───── DATA SECTION ─────

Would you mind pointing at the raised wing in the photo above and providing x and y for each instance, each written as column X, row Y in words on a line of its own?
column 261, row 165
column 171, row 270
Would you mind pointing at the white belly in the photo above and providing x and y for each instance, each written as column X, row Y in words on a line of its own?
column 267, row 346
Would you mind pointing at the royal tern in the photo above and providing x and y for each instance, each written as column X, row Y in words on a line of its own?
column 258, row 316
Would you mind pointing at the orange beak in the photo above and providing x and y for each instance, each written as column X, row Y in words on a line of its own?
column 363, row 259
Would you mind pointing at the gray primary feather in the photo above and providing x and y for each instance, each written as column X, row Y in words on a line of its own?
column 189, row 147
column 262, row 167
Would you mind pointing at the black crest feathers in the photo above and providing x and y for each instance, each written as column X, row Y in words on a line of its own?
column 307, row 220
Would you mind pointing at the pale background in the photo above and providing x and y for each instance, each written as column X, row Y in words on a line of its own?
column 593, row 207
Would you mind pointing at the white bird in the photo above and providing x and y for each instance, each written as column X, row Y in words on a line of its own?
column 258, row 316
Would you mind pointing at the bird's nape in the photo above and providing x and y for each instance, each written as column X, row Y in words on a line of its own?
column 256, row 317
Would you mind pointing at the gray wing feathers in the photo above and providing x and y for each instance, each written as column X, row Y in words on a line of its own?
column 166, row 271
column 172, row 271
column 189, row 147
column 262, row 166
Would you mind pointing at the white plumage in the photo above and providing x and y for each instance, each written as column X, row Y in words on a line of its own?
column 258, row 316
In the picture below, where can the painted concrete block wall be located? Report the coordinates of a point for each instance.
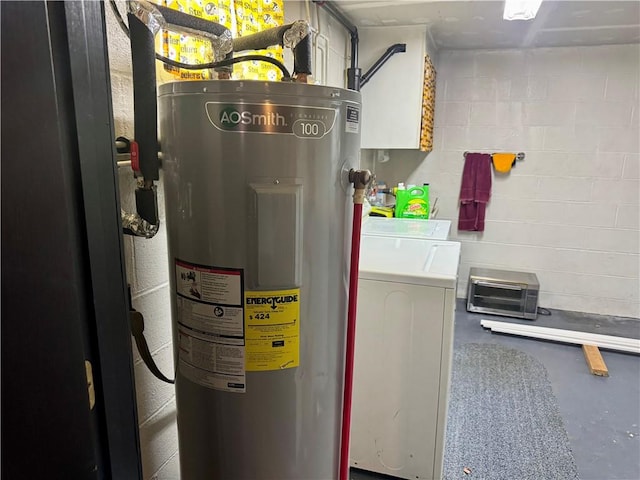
(147, 260)
(570, 211)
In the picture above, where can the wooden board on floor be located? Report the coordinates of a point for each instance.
(595, 361)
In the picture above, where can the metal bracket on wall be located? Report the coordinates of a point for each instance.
(392, 50)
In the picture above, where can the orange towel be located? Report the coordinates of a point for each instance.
(503, 162)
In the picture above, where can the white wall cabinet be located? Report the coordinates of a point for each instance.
(392, 99)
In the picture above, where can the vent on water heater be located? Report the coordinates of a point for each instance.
(258, 214)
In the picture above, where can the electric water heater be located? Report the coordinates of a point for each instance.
(258, 212)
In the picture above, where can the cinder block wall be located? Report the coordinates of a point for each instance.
(147, 260)
(570, 211)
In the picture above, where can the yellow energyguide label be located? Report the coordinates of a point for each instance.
(272, 329)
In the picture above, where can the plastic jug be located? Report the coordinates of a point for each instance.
(413, 202)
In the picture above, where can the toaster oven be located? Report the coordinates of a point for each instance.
(502, 292)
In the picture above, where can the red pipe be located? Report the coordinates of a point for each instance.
(351, 340)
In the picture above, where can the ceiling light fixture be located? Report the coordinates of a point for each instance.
(521, 9)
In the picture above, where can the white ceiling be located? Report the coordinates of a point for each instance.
(461, 24)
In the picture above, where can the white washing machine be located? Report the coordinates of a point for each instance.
(406, 227)
(404, 342)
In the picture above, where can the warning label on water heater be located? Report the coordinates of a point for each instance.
(211, 333)
(272, 326)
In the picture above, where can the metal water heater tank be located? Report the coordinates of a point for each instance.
(258, 213)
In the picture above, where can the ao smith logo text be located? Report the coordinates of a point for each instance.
(230, 118)
(273, 301)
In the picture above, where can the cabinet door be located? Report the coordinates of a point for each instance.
(397, 378)
(392, 99)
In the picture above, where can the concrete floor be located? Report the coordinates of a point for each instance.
(601, 414)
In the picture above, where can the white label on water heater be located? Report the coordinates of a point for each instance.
(211, 332)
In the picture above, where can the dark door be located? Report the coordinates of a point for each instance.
(64, 309)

─────

• **PROBLEM DETAILS**:
Reproduce the full listing faithfully, but do not carry over any pictures.

• **RESPONSE FOR THIS EXERCISE**:
Would you mind pointing at the raised wing in the photo above and providing x and y for each instance, each written as column X, row Y in words on a line of its own?
column 261, row 165
column 171, row 270
Would you mind pointing at the white belly in the photo above and providing x and y for each instance, each written as column X, row Y in words on a line of its own?
column 267, row 346
Would you mind pointing at the royal tern in the photo above and providing x and y for each instance, each written as column X, row Y in words on a line of its own?
column 258, row 316
Would you mind pointing at the orange beak in the photo above and providing x and y for each instance, each written as column X, row Y in words on a line of its own?
column 363, row 259
Would you mind pointing at the gray primary feather in the photo above and providing x and y for each instance, each written as column X, row Y in words on a line of its own?
column 189, row 147
column 262, row 167
Would you mind pointing at the black crest feathers in the photo above and providing x and y for each instance, each written as column X, row Y in words on a line of its own?
column 307, row 220
Would you mind pointing at the pale background in the photo above and providing x and y for each instance, each written as column X, row Y in words on a line of its own?
column 593, row 207
Would you mind pointing at the white bird in the photo above and providing x and y for each instance, each written as column X, row Y in words on a line of its own?
column 258, row 316
Would you mind pointing at the bird's nape in the photo above and providing x and y for each instance, each written as column X, row Y in words on a line of its own?
column 256, row 317
Would you mind pointing at the gray wing feathers in the photo above and providing x and y for each instance, each written as column X, row Y in words on a line of its own?
column 166, row 271
column 172, row 271
column 189, row 147
column 262, row 166
Would you mind pointing at the white plumage in the photo above and providing x and y for each instance, each written as column X, row Y in words on a line of its own?
column 258, row 316
In the picture below, where can the painted concrete block wall be located? Report the coordinates of a point for each instance.
(147, 260)
(570, 211)
In the picture above, where can the wooden board on floor be located? Report the coordinates of a point for each instance.
(595, 361)
In the picture above, where can the metal bracket on wall be located? Report the coordinates of a point for each instance.
(392, 50)
In the picture above, where can the orange towel be located? Report the coordinates of a point for each instance.
(503, 162)
In the picture above, where can the white wall cabinet be located? Report the coordinates of a point for each instance.
(392, 99)
In the picture above, where can the vent on water heater be located? Report the coordinates of a point for each instance.
(258, 214)
In the picture above, where can the electric water heater be located? Report the coordinates of a point for each instance.
(258, 212)
In the picture above, where can the cinder block wall be located? Report the coordinates of a point for each instance.
(147, 260)
(570, 211)
In the picture above, where can the yellow energyguide label be located? Report the coordinates of a point for each instance.
(272, 329)
In the picture above, where can the plastic jug be located? Report the coordinates of a point for each instance.
(413, 202)
In the picture above, where can the toaster oven be located? Report the coordinates of a point for each instance.
(502, 292)
In the picture above, where can the red pipe be located? Report the coordinates of a point for each instance.
(351, 340)
In the picture above, where can the ceiling light fixture be located? Report the coordinates of a point for each instance.
(521, 9)
In the picture above, where can the white ceiling be located? Report the coordinates of a point for each instance.
(461, 24)
In the picture above, where can the white washing machine be located? Report the coordinates of a point for each instance.
(406, 227)
(404, 342)
In the picture above, where can the warning label on water heater be located? Report the coordinates of a point for each instance.
(211, 333)
(272, 326)
In the picture above, where can the metal water heater tank be located? Report the coordinates of a point for each instance.
(258, 213)
In the picture above, where can the ao smith logo text be located? Report the coordinates of a point for each instance.
(230, 118)
(273, 301)
In the picture above, where can the cabinet door be located? Report the coordinates of a point for each instance.
(397, 378)
(392, 99)
In the picture above, where can the concrete floor be located? Report the coordinates of a point for each instance.
(601, 414)
In the picture above, where can the white label on water heater be located? Report the coordinates of a point for each instance.
(211, 332)
In the picture above, where can the dark door be located? Report the coordinates of a point for each instance.
(64, 309)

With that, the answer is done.